[Work request]:
Each line below should be written out exactly, with none skipped.
═════ Extracted records
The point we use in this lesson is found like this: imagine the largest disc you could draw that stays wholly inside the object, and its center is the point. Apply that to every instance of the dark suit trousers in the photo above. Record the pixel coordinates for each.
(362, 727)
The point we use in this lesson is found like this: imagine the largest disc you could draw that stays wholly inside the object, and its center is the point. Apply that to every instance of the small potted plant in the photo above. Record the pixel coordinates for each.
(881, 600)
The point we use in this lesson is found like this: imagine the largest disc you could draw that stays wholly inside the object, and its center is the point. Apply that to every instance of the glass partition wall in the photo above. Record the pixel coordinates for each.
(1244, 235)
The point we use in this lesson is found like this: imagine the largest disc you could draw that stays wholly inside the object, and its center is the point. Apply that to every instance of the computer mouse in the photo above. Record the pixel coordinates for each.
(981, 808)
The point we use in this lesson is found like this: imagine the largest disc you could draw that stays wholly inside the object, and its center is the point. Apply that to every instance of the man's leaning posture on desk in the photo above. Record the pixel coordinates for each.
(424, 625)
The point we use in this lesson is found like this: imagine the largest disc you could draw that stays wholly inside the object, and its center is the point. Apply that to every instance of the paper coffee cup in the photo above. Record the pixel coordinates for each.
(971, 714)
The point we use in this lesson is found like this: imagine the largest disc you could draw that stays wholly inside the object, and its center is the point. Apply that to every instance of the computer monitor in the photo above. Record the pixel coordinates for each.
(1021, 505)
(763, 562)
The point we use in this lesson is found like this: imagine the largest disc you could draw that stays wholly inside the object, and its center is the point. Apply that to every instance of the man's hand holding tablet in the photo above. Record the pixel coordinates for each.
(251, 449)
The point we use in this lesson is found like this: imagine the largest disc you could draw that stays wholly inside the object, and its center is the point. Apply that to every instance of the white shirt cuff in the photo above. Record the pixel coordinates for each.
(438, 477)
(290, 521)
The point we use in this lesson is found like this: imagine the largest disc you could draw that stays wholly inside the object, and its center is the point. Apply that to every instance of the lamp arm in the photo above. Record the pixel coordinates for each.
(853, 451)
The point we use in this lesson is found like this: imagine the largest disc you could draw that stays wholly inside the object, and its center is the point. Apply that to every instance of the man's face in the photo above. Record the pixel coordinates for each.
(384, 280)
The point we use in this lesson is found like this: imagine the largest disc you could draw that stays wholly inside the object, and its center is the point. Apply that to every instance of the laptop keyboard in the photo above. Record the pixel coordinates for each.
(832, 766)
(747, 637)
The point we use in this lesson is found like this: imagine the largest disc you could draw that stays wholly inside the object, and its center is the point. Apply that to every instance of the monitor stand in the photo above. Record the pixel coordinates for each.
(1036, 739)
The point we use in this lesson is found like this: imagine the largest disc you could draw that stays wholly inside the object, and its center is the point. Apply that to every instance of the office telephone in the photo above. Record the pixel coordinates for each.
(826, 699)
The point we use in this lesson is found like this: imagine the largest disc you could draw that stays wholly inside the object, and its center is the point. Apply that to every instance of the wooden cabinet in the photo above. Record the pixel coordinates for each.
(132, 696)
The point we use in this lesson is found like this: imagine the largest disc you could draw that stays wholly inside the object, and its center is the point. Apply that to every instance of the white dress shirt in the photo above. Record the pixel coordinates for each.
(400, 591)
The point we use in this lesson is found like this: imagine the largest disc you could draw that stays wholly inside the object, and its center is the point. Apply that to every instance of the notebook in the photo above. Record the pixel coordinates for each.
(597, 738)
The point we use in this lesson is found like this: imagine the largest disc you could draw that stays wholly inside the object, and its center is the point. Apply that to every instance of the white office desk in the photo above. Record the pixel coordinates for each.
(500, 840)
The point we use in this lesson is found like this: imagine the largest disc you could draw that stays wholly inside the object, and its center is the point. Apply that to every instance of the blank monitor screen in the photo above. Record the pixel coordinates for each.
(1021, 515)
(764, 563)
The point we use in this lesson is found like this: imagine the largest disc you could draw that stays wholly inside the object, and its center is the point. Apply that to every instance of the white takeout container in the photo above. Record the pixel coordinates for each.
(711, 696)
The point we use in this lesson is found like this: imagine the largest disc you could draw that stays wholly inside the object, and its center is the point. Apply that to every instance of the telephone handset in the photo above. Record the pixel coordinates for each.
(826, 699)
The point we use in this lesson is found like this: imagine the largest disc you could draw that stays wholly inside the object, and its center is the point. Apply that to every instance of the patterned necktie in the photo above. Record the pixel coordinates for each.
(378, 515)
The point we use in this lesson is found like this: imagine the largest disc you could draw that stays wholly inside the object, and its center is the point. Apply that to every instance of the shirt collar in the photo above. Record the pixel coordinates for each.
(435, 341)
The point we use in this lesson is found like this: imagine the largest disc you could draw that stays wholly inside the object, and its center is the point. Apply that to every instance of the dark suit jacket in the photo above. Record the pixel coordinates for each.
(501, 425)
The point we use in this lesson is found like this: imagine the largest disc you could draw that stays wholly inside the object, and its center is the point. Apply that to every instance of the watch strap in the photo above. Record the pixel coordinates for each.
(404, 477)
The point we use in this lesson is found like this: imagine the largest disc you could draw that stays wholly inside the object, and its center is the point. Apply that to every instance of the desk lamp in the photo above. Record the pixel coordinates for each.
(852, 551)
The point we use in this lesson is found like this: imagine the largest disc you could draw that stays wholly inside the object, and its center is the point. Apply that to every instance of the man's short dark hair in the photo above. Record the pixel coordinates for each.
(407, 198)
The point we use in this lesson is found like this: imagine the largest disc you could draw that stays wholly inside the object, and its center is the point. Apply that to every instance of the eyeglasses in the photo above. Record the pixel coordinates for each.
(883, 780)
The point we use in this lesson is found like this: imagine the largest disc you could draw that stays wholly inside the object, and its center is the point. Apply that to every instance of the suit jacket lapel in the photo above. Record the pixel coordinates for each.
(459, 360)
══════════
[Final answer]:
The point we use in this lesson is found like this: imagine the largest disc you could draw that stays wholly inside the object, and its center is the point. Apply that to every instance of the dark suit trousers in the photo above. Record the pixel coordinates for each.
(362, 727)
The point we use in this lesson is found like this: imagine the largest disc you could draw that stays wholly inside the object, and its center is the point. Apply that to every instance of the small potted plant in the photo above. Record the pixel coordinates for each.
(881, 600)
The point we use in this lesson is found like this: imagine the largest disc you could draw that stays wholly inside the object, and its center is the point. Apply that to every instance of the glass partition wall in the photo above. Record the pixel coordinates for each.
(1244, 235)
The point we use in this lesson is found like this: imagine the largest disc you could draw that stays wholly inside the object, and its center is the point. Apply that to every instance of the computer mouse in the photo above. Record the pixel coordinates for each.
(981, 808)
The point we use in this lesson is found like this: imagine the largest disc you could draw that stays wholly inside the object, and its center is the point. Apply that to every instance of the man's leaning posture on desk in the photo above. Record the pixel coordinates for each.
(424, 625)
The point we use in this lesson is found like this: imagine the largest disc you could draw that stays wholly inside the object, and its center is the point. Apply that to every instance of the paper coffee cup in the photo above. Record the pixel coordinates for each.
(971, 714)
The point we use in this lesson is found like this: imagine the largest disc you could draw that stays wholly inside the object, and its center is the point. Apply that to every instance of the computer monitor in the photo above. Record the pixel coordinates for each.
(1021, 505)
(763, 562)
The point we use in this lesson is found like this: imagine the largest disc you could draw that stays wholly inside the object, and its center is the point. Apply that to every instance of the man's hand holding tablet in the photo above. Record the pixel coordinates for each.
(251, 449)
The point we use in this lesson is found like this: imagine the largest disc you could draw that stays wholly inside the object, and its center is the point. Apply that to every instance of the white shirt cuff in the photo above. Record the pixel coordinates for each.
(438, 477)
(290, 521)
The point we use in this lesson is found like this: imagine the largest disc you could draw that stays wholly inside the object, and its center is the point. Apply that to every instance of the lamp arm in the photo above. Record the pixel coordinates for each.
(853, 451)
The point we use in this lesson is found like this: imagine the largest disc you could draw that stays wholly inside the object, and its center is the point. Apply that to every instance of the man's face in the photo above. Record the pixel coordinates for each.
(384, 280)
The point we use in this lesson is found like this: imagine the largest disc you could draw that stays wholly inside the object, and its center is the point. Apply that to every instance of the laptop keyboard in the photo above. Record the pixel coordinates for each.
(832, 766)
(747, 637)
The point we use in this lesson is found like this: imagine the largest disc you could draw that stays wholly inside the object, and its center is the point. Apply that to every instance of the monitor stand in the photo above. Record the pixel coordinates for each.
(1036, 739)
The point we use in this lesson is found like this: imagine the largest disc you could draw that stays wholly inside the object, and its center is the point. Apply that to every instance of the office telephone in the photo above. Record the pixel coordinates for each.
(826, 699)
The point we use in this lesson is found like this: imagine the largest disc you could draw that stays wholly inside the object, and its center is the point. Apply that to every instance of the wooden cabinet in the photo above. Record the pixel coordinates for each.
(132, 696)
The point we use in this lesson is found like this: imagine the largest disc you could draw that stays wholly inside the object, and its center is the point. Apply that to every instance of the white dress shirt in the photo above. Record the pixel coordinates for each.
(400, 591)
The point we use in this lesson is found like this: imagine the largest disc you could draw that stays wholly inside the object, and its center is the point. Apply that to every instance of the notebook in the photo above. Record the pixel coordinates for each.
(597, 738)
The point we use in this lesson is found like this: imagine the largest disc you could draw that stays wholly inside the object, and its center is the point. Apply that to every instance of the white office desk in the photo above. Record the pixel coordinates for each.
(500, 840)
The point we use in this lesson is found like this: imagine the largest disc you could draw that stays wholly inside the object, and its center is the point. Apply that to every instance of the blank monitor screen in the photo above. Record the pixel coordinates for each.
(1021, 515)
(764, 563)
The point we use in this lesson is found like this: imagine the largest disc you could draw that stays wholly inside the object, and its center is the point. Apply that to every instance of the white takeout container in the photo above. Record the pixel coordinates for each.
(711, 696)
The point we use in this lesson is found like this: imagine the largest disc you could draw that stays wholly inside the object, and its center is the point. Apply that to every instance of the telephone handset in the photo above. Record the pixel coordinates for each.
(826, 699)
The point we use in this lesson is found like this: imagine the largest disc you could draw that stays wholly inside the object, and its center is the point. Apply that to every instance of the patterned necktie in the photo above. Record the pixel coordinates for each.
(378, 515)
The point we use in this lesson is found like this: imagine the largest disc you could draw that stays wholly inside the object, and its center is the point. Apply that to every instance of the shirt collar in the photo above. Record the pixel coordinates for each.
(435, 341)
The point we use in this lesson is found like this: imagine the largest disc you could draw that stays wholly inside the object, and its center is the point. Apply that to every instance of the dark suit jacket in the photo above. Record the pixel coordinates for each.
(501, 425)
The point we use in this lesson is found like this: imagine the largest disc you could draw that stays wholly inside the object, and its center is the point. Apply that to every instance of the watch strap in the photo above. Record the pixel coordinates for each.
(404, 477)
The point we use in this lesson is found like this: imagine the largest disc you could draw that stays wholly inside the object, and its center is the point. Apply that to every instance of the desk lamp in the photo above. Record the pixel coordinates for each.
(852, 551)
The point we use in this lesson is found like this: imagine the largest disc you could draw that stays wholly inside the object, and its center is the point. Apply that to every instance of the man's short dark hair in the photo above. Record the pixel coordinates for each.
(407, 198)
The point we use in this lesson is found like this: imagine the largest disc you could draw that stays wholly inside the object, and its center is the point. Apply that to every instance of the eyeglasses in the photo above. Record the pixel coordinates for each.
(883, 780)
The point we use in this lesson is found like this: imagine the largest disc you could draw that stays wholly inside the object, and its center is the point. Apply that to every instance of the suit jacket lapel in the photo above. Record the pixel coordinates for each.
(459, 360)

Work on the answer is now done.